Passage to read:
This autumn is going to be fun, Gerry expects…

PM’s Brexit statement in full

Here we are then:

Yesterday, I was in Salzburg for talks with European leaders. I have always said that these negotiations would be tough – and they were always bound to be toughest in the final straight.

While both sides want a deal, we have to face up to the fact that – despite the progress we have made – there are two big issues where we remain a long way apart.

The first is our economic relationship after we have left. Here, the EU is still only offering us two options. The first option would involve the UK staying in the European Economic Area and a customs union with the EU. In plain English, this would mean we’d still have to abide by all the EU rules, uncontrolled immigration from the EU would continue and we couldn’t do the trade deals we want with other countries. That would make a mockery of the referendum we had two years ago.

The second option would be a basic free trade agreement for Great Britain that would introduce checks at the Great Britain/EU border. But even worse, Northern Ireland would effectively remain in the Customs Union and parts of the Single Market, permanently separated economically from the rest of the UK by a border down the Irish Sea. Parliament has already – unanimously – rejected this idea.

Creating any form of customs border between Northern Ireland and the rest of the UK would not respect that Northern Ireland is an integral part of the United Kingdom, in line with the principle of consent, as set out clearly in the Belfast/Good Friday Agreement. It is something I will never agree to – indeed, in my judgement it is something no British Prime Minister would ever agree to. If the EU believe I will, they are making a fundamental mistake.

Anything which fails to respect the referendum or which effectively divides our country in two would be a bad deal and I have always said no deal is better than a bad deal.

But I have also been clear that the best outcome is for the UK to leave with a deal. That is why, following months of intensive work and detailed discussions, we proposed a third option for our future economic relationship, based on the frictionless trade in goods. That is the best way to protect jobs here and in the EU and to avoid a hard border between Ireland and Northern Ireland, while respecting the referendum result and the integrity of the United Kingdom.

Written exercise: In the Brexit statement, what is the proposed third option for the future economic relationship based on?

Excerpted records:
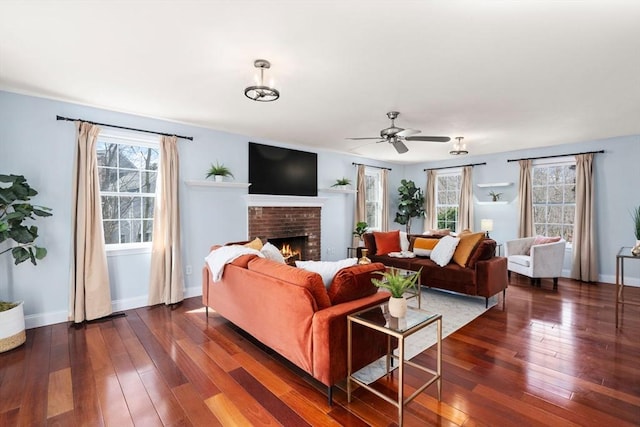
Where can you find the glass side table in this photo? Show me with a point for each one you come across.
(623, 254)
(401, 329)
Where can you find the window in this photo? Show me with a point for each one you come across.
(554, 199)
(128, 170)
(447, 199)
(373, 203)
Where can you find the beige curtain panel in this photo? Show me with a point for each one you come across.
(360, 211)
(90, 296)
(384, 181)
(465, 208)
(431, 216)
(166, 282)
(584, 264)
(525, 197)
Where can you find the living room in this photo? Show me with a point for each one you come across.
(38, 146)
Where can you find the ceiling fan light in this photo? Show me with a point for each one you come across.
(260, 92)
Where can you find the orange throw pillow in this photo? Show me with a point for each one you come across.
(468, 243)
(388, 241)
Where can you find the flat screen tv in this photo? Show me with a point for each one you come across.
(282, 171)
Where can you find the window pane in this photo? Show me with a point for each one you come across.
(111, 232)
(109, 207)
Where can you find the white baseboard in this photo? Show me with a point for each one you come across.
(43, 319)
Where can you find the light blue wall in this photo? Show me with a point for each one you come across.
(617, 191)
(34, 144)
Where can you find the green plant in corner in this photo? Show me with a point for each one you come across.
(495, 196)
(410, 203)
(219, 170)
(361, 228)
(341, 182)
(16, 212)
(396, 282)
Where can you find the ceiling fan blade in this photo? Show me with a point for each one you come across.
(408, 132)
(399, 146)
(429, 138)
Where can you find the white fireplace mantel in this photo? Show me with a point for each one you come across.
(291, 201)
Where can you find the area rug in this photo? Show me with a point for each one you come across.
(457, 310)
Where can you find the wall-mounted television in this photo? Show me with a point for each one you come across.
(282, 171)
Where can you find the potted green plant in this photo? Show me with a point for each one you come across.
(16, 213)
(218, 172)
(495, 196)
(342, 183)
(410, 203)
(397, 282)
(361, 228)
(635, 214)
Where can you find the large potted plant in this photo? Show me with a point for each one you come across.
(397, 282)
(17, 235)
(410, 203)
(635, 214)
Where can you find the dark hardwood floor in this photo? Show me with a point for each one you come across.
(549, 358)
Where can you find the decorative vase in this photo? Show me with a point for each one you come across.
(12, 332)
(363, 259)
(398, 307)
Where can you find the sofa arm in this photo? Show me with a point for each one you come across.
(329, 329)
(491, 276)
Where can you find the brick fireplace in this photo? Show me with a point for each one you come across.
(293, 225)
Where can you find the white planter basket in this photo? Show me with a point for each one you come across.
(12, 332)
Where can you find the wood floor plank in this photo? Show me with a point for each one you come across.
(60, 393)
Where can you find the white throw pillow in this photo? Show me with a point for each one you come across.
(404, 242)
(443, 252)
(326, 269)
(271, 252)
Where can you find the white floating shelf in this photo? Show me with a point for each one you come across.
(194, 183)
(495, 184)
(499, 202)
(338, 190)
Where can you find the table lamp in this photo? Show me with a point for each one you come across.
(486, 225)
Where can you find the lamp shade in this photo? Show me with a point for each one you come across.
(486, 224)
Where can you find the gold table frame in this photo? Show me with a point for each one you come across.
(416, 320)
(623, 253)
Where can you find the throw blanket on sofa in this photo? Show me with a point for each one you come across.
(218, 258)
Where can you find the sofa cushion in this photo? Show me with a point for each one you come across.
(422, 246)
(468, 242)
(387, 241)
(351, 283)
(308, 279)
(484, 251)
(443, 251)
(522, 260)
(541, 240)
(326, 269)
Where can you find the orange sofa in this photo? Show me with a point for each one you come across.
(291, 311)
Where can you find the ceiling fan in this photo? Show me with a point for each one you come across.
(396, 136)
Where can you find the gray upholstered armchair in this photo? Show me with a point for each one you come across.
(535, 261)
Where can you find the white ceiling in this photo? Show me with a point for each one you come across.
(503, 74)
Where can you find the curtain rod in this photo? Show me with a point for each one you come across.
(190, 138)
(559, 155)
(451, 167)
(370, 166)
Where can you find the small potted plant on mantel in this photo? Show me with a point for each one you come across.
(397, 282)
(218, 172)
(342, 183)
(15, 214)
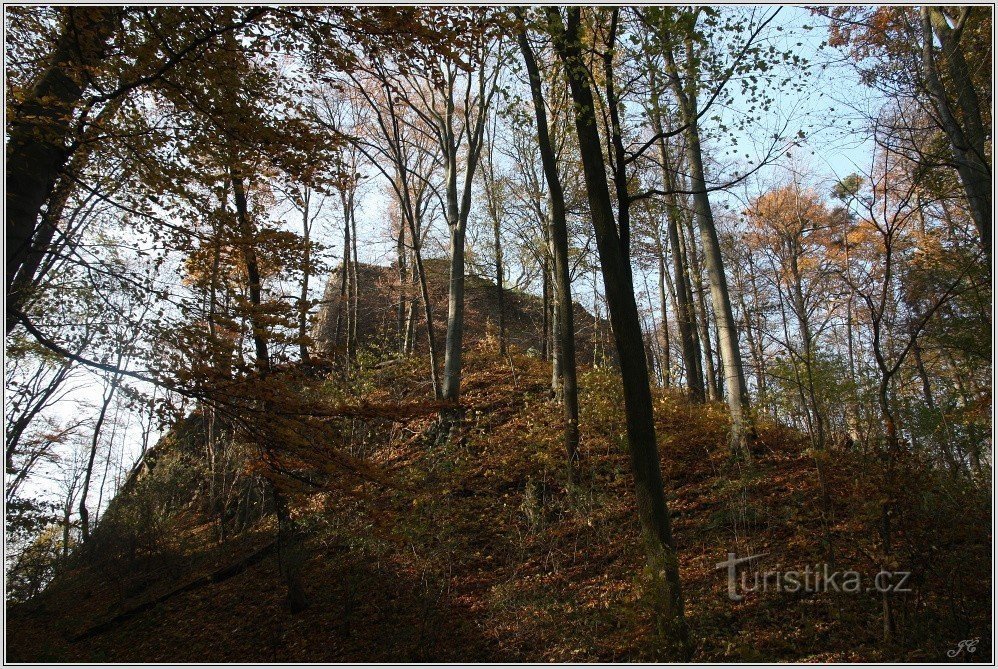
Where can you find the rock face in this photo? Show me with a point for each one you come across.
(378, 314)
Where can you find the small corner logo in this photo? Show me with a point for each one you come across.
(968, 646)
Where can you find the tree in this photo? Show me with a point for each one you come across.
(565, 349)
(656, 530)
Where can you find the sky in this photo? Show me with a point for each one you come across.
(830, 111)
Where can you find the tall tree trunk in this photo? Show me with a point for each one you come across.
(728, 344)
(342, 305)
(500, 290)
(303, 305)
(424, 292)
(94, 442)
(653, 513)
(455, 316)
(41, 125)
(248, 242)
(663, 273)
(968, 140)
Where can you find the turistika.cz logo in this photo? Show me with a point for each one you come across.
(816, 579)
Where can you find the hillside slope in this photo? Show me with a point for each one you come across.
(377, 306)
(478, 552)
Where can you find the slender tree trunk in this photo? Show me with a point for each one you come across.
(967, 140)
(500, 290)
(424, 292)
(455, 317)
(663, 302)
(306, 274)
(342, 305)
(653, 513)
(41, 125)
(728, 344)
(94, 442)
(248, 242)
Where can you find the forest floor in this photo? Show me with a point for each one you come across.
(480, 552)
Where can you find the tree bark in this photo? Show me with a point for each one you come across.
(733, 375)
(40, 127)
(968, 140)
(653, 513)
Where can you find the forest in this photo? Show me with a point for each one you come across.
(498, 334)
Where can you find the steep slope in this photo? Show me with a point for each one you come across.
(478, 552)
(377, 307)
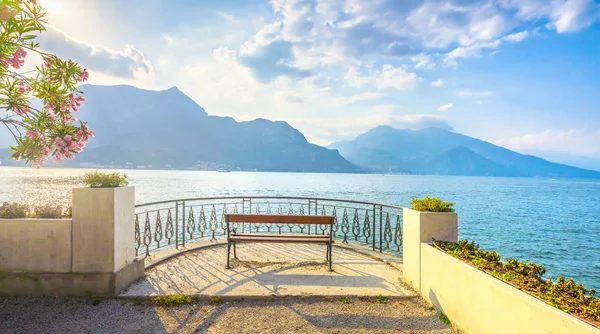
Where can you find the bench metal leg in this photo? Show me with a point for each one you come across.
(330, 256)
(228, 254)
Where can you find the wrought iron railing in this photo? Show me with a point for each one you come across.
(174, 223)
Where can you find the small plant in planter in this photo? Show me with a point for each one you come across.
(562, 293)
(50, 211)
(14, 210)
(98, 179)
(431, 204)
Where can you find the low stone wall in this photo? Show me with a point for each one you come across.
(91, 254)
(479, 303)
(35, 245)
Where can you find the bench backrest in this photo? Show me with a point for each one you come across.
(279, 219)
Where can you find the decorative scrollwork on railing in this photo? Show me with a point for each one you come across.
(158, 231)
(175, 223)
(138, 242)
(367, 227)
(191, 225)
(356, 225)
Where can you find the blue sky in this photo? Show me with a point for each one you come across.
(521, 73)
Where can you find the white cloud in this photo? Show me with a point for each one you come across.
(365, 96)
(564, 16)
(128, 62)
(229, 18)
(517, 37)
(468, 92)
(423, 61)
(476, 50)
(446, 107)
(388, 77)
(437, 83)
(583, 142)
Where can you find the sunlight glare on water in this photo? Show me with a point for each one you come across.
(555, 223)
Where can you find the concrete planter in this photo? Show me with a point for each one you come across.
(422, 227)
(35, 245)
(103, 229)
(479, 303)
(91, 254)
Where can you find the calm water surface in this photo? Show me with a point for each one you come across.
(555, 223)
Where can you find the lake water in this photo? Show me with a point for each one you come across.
(555, 223)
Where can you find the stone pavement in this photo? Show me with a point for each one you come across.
(264, 270)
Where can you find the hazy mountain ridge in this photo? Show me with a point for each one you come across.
(438, 151)
(167, 129)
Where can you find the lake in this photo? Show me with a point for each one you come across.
(555, 223)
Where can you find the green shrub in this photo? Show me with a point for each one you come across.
(98, 179)
(49, 211)
(14, 210)
(564, 294)
(431, 204)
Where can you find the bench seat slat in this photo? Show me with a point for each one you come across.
(256, 235)
(281, 240)
(279, 219)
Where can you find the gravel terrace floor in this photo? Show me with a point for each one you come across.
(274, 270)
(73, 315)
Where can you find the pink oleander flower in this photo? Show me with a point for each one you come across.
(48, 62)
(75, 101)
(17, 60)
(32, 134)
(21, 110)
(83, 76)
(24, 87)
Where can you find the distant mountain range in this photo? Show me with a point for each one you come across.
(138, 128)
(442, 152)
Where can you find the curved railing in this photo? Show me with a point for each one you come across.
(174, 223)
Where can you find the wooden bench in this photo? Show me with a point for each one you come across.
(233, 237)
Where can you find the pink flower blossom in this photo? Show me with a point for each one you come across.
(32, 134)
(24, 87)
(83, 76)
(48, 62)
(21, 110)
(16, 60)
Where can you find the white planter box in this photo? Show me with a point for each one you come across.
(421, 227)
(103, 229)
(35, 245)
(479, 303)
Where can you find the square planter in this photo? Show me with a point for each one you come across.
(103, 229)
(421, 227)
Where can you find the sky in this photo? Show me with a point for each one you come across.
(524, 74)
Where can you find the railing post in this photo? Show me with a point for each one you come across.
(380, 228)
(316, 213)
(176, 224)
(183, 224)
(374, 229)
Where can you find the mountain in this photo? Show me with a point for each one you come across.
(167, 129)
(439, 151)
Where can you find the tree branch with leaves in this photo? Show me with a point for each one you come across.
(51, 130)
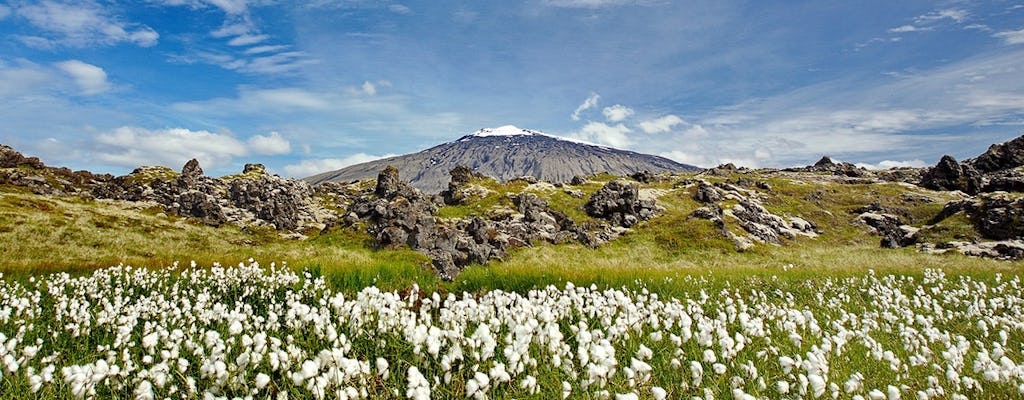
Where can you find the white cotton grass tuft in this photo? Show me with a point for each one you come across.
(250, 329)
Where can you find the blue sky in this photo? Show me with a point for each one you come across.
(310, 86)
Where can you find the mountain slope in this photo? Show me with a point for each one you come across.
(508, 152)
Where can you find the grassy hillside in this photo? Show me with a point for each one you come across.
(46, 234)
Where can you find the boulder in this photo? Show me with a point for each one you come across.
(620, 203)
(707, 193)
(995, 216)
(950, 175)
(190, 173)
(388, 182)
(894, 232)
(1007, 180)
(11, 159)
(999, 157)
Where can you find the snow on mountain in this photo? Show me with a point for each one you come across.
(507, 152)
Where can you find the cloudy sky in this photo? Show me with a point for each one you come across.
(110, 85)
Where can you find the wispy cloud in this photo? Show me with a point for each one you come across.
(132, 146)
(79, 24)
(889, 164)
(857, 121)
(934, 19)
(590, 102)
(591, 3)
(1012, 37)
(601, 133)
(662, 124)
(90, 79)
(617, 113)
(269, 144)
(307, 168)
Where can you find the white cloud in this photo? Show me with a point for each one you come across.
(906, 28)
(22, 79)
(285, 62)
(269, 145)
(600, 133)
(233, 28)
(660, 125)
(369, 89)
(956, 14)
(590, 102)
(589, 3)
(265, 49)
(889, 164)
(90, 79)
(133, 146)
(231, 6)
(246, 40)
(307, 168)
(872, 121)
(1012, 37)
(399, 8)
(616, 113)
(82, 24)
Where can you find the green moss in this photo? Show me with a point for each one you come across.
(954, 228)
(147, 175)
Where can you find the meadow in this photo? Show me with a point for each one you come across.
(254, 331)
(99, 300)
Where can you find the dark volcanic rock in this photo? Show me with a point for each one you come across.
(31, 173)
(1008, 180)
(459, 188)
(950, 175)
(994, 216)
(894, 232)
(199, 205)
(252, 197)
(620, 203)
(828, 166)
(512, 154)
(388, 182)
(11, 159)
(190, 173)
(707, 193)
(999, 157)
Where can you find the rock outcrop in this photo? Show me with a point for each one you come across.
(29, 172)
(620, 203)
(760, 224)
(895, 233)
(398, 215)
(507, 153)
(999, 157)
(253, 197)
(995, 216)
(950, 175)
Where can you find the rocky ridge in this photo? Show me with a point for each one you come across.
(396, 215)
(508, 153)
(749, 213)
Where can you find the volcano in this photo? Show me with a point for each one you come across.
(508, 152)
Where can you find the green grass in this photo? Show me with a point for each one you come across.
(40, 234)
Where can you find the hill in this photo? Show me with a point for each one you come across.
(508, 152)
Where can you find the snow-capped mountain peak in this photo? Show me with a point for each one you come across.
(508, 130)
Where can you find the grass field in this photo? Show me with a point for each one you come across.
(338, 319)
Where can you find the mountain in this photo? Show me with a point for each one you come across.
(508, 152)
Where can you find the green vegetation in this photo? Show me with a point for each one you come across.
(47, 234)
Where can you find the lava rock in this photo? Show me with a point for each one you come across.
(950, 175)
(388, 182)
(620, 203)
(999, 157)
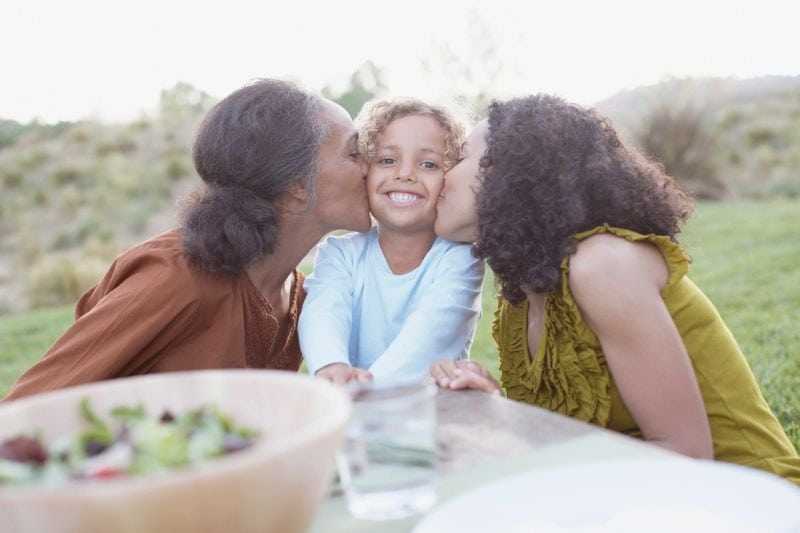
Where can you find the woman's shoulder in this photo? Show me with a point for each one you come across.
(625, 254)
(160, 261)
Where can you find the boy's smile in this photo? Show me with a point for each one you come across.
(406, 174)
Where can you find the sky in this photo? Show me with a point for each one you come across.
(109, 59)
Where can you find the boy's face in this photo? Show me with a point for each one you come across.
(406, 174)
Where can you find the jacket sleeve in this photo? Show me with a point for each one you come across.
(129, 316)
(325, 322)
(443, 323)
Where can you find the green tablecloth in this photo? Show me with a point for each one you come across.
(333, 516)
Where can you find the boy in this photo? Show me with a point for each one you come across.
(385, 304)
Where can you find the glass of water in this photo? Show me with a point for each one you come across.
(387, 464)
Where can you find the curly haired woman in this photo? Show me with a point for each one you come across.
(598, 319)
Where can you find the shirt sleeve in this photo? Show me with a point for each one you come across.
(133, 311)
(443, 323)
(326, 318)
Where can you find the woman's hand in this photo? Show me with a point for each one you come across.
(463, 374)
(342, 374)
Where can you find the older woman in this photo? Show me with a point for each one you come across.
(597, 319)
(280, 169)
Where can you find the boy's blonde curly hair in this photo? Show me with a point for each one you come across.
(377, 114)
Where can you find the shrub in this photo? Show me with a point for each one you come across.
(58, 281)
(676, 135)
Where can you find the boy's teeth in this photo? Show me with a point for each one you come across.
(402, 197)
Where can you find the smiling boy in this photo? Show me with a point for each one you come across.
(386, 303)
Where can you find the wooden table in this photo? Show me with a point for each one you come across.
(483, 437)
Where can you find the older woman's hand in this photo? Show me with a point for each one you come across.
(463, 374)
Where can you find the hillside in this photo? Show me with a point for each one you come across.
(749, 131)
(76, 194)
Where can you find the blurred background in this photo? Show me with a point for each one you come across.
(99, 101)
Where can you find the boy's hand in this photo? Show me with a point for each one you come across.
(463, 374)
(342, 373)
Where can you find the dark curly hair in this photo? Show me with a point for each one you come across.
(554, 169)
(250, 148)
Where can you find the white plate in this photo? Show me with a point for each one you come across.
(673, 495)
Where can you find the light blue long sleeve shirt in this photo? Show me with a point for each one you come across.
(357, 311)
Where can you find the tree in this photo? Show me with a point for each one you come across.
(365, 84)
(675, 131)
(471, 77)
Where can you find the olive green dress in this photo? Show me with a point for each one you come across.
(569, 374)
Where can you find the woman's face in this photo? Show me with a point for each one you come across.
(457, 218)
(341, 201)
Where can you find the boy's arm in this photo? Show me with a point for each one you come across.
(326, 317)
(443, 323)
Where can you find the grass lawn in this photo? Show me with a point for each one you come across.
(746, 259)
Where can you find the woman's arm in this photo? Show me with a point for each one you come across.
(617, 286)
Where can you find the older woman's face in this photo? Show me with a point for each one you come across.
(457, 218)
(341, 187)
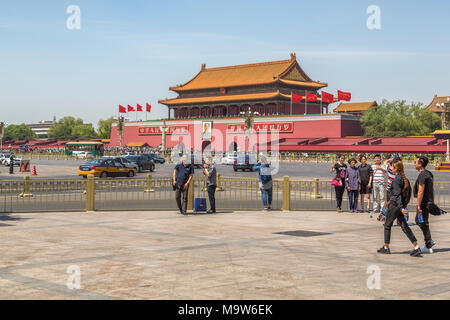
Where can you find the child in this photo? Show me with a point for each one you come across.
(353, 185)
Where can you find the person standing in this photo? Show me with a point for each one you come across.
(209, 170)
(264, 169)
(424, 192)
(11, 163)
(379, 172)
(353, 185)
(390, 175)
(182, 176)
(366, 175)
(340, 168)
(396, 210)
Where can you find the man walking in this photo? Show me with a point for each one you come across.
(182, 176)
(379, 171)
(424, 192)
(209, 170)
(11, 163)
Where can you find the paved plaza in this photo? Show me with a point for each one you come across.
(228, 255)
(68, 169)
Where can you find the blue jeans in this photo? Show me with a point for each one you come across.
(353, 199)
(267, 197)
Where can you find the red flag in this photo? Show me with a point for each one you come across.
(122, 109)
(311, 97)
(345, 96)
(327, 97)
(297, 98)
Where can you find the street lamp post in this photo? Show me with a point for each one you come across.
(2, 132)
(164, 130)
(120, 128)
(445, 116)
(249, 121)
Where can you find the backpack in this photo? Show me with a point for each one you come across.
(407, 198)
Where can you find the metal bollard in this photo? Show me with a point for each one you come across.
(26, 187)
(286, 194)
(190, 205)
(90, 193)
(219, 185)
(315, 194)
(149, 184)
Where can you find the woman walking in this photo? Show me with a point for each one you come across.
(339, 181)
(352, 183)
(366, 175)
(398, 202)
(264, 169)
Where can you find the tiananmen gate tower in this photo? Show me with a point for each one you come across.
(207, 113)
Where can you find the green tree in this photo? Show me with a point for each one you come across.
(18, 132)
(104, 128)
(69, 128)
(399, 119)
(83, 131)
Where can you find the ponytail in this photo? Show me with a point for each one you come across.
(401, 170)
(405, 180)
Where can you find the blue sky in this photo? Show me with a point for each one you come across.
(132, 51)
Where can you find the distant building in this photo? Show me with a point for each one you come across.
(437, 100)
(41, 128)
(355, 108)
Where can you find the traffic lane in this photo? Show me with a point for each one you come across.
(68, 169)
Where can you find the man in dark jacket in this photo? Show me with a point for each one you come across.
(366, 176)
(396, 210)
(182, 176)
(424, 192)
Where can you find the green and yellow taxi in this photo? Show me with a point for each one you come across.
(105, 167)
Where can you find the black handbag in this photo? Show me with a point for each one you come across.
(435, 210)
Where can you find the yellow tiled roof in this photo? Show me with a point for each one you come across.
(136, 144)
(248, 74)
(225, 98)
(355, 106)
(432, 106)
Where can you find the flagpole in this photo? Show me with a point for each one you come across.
(305, 102)
(291, 103)
(321, 107)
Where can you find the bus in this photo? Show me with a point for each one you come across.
(93, 148)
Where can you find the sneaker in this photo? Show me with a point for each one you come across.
(426, 250)
(433, 243)
(416, 253)
(384, 250)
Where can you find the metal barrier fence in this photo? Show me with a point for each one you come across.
(291, 157)
(151, 193)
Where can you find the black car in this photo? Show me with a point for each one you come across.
(143, 162)
(244, 163)
(155, 157)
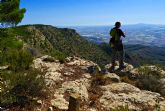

Response to this exercise: It is based on frictionless trade in goods.